House GOP grapples with how to punish Larson, other sit-in participants

U.S. Rep. John Larson, D-1st District, urges a House vote on gun control legislation before the House recessed and the House-controlled cameras that provide C-SPAN's video feed were cut off. To the right are U.S. Reps. Rosa DeLauro, D-1st District, and Joe Courtney, D-2nd District.

C-SPAN

U.S. Rep. John Larson, D-1st District, urges a House vote on gun control legislation at the start of a June sit-in on the House floor. To the right are U.S. Reps. Rosa DeLauro, D-1st District, and Joe Courtney, D-2nd District.

Washington – Pressed by the conservative wing of their party, House GOP leaders discussed options this week to punish Rep. John Larson and other Democrats who staged a sit-in on the House floor to protest the lack of action on gun control measures, but they’ve yet to unveil a strategy.

House Majority Leader Kevin McCarthy, R-Calif. told reporters this week that lawmakers who participated in June’s 25-hour sit in, led by Larson and Georgia’s Rep. John Lewis, broke the chamber’s decorum and rules by blocking proceedings and shooting video with their cell phones, among other actions.

“Are you going to let the House stand with that behavior going forward?” McCarthy said. “I think it would create real damage to the reputation of the House in the long term.”

Records from a collection:
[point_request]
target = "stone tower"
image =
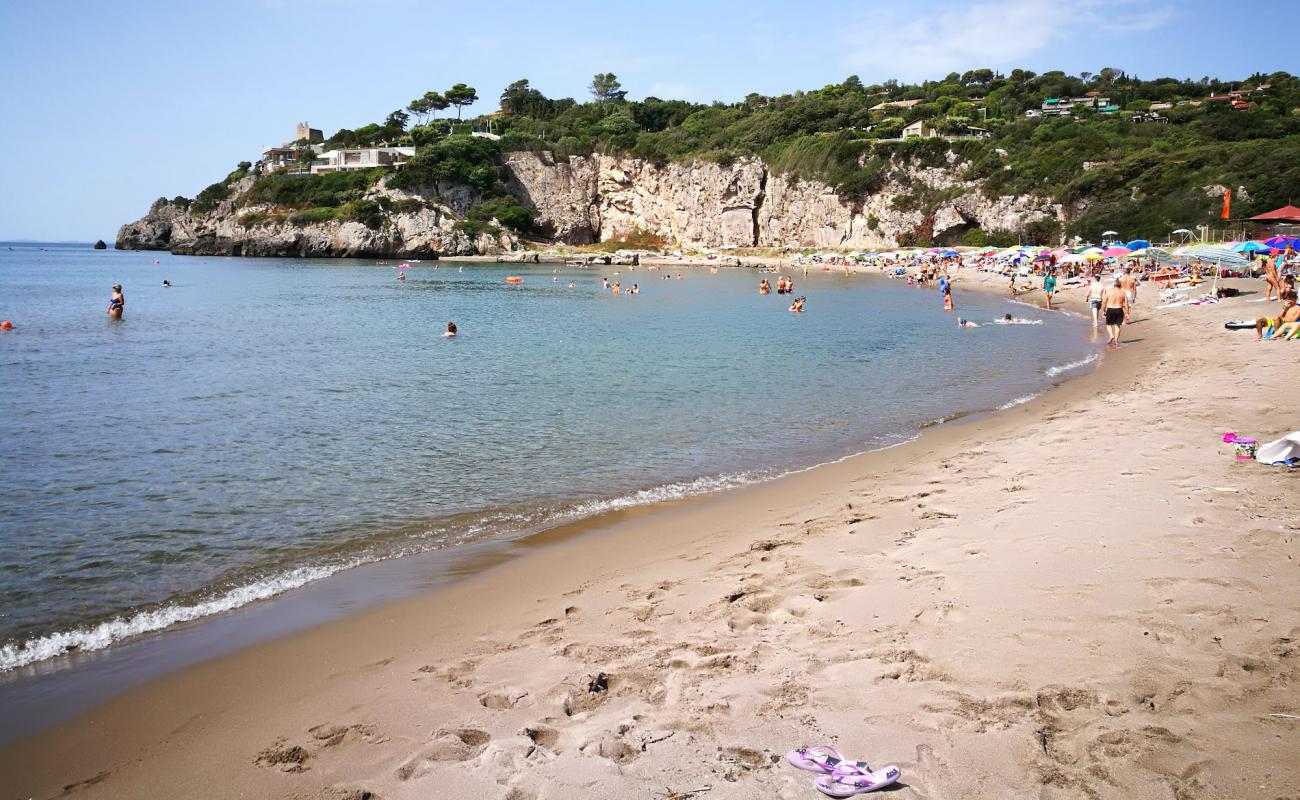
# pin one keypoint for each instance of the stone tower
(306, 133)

...

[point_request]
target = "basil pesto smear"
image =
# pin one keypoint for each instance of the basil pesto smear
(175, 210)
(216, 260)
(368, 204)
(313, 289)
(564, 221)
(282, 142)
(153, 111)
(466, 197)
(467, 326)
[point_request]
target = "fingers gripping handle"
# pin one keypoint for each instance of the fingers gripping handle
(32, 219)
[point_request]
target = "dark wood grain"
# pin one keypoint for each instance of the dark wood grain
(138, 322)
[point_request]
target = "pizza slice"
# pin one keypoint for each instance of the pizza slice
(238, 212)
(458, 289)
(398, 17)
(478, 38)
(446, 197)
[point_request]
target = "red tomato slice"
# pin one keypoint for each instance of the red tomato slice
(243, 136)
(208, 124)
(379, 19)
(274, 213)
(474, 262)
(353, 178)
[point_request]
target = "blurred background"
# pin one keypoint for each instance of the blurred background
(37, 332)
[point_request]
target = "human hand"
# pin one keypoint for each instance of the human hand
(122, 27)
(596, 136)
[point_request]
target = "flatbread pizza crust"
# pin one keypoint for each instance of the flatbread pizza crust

---

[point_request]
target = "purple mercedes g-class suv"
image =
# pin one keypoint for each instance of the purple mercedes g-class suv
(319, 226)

- [What to produce]
Pick up the article about House Republicans weighing how to punish the sit-in participants, and continue it after McCarthy's quote about damage to the reputation of the House.

- [Answer below]
McCarthy said action would come “soon.” While the conservative “Freedom Caucus”‘ is pushing for action, McCarthy and other GOP leaders have declined to say exactly what that action will be.

One option is to vote on a resolution that would reprimand or censure the sit-in protesters, which included all members of Connecticut’s House delegation, without singling out any by name.

Another proposal is to vote on a change in House rules that would establish fines for rules violations. But the fines would become effective in the next Congress and not be retroactive.

On Thursday, House Minority Leader Nancy Pelosi, D-Calif., said steps to punish the protesters were supposed to occur on Friday, “but they pushed it to next week.”

She told Politico attempts to punish the sit-in participants, especially civil rights icon Lewis, would “backfire” because they would remind the public of GOP inaction on gun control and of the popularity of the sit-in, which went viral on social media.

“If I were advising them, which I am not, I would advise them not to do that,” Pelosi said. “It’s not a good thing for them, but if they want to do it, bring it on.”

Larson said he’s waiting for GOP leaders to make public their plans, but doesn’t know what they will do.

Before the House recessed for a seven-week summer break, Larson and Lewis met with House Speaker Paul Ryan, R-Wis., who told the Democrats action would be taken to reprimand the protesters.

“He spoke of decorum and protocol,” Larson said. “But something also has to be done about the oppression of minorities and enabling minority members to bring votes on legislation their constituents care about.”

Larson said Ryan had gone back on a promise to hold a vote on gun control legislation – even consideration of Republican-backed measure that would bar guns from those on a federal terrorist watch list, but only after court approval.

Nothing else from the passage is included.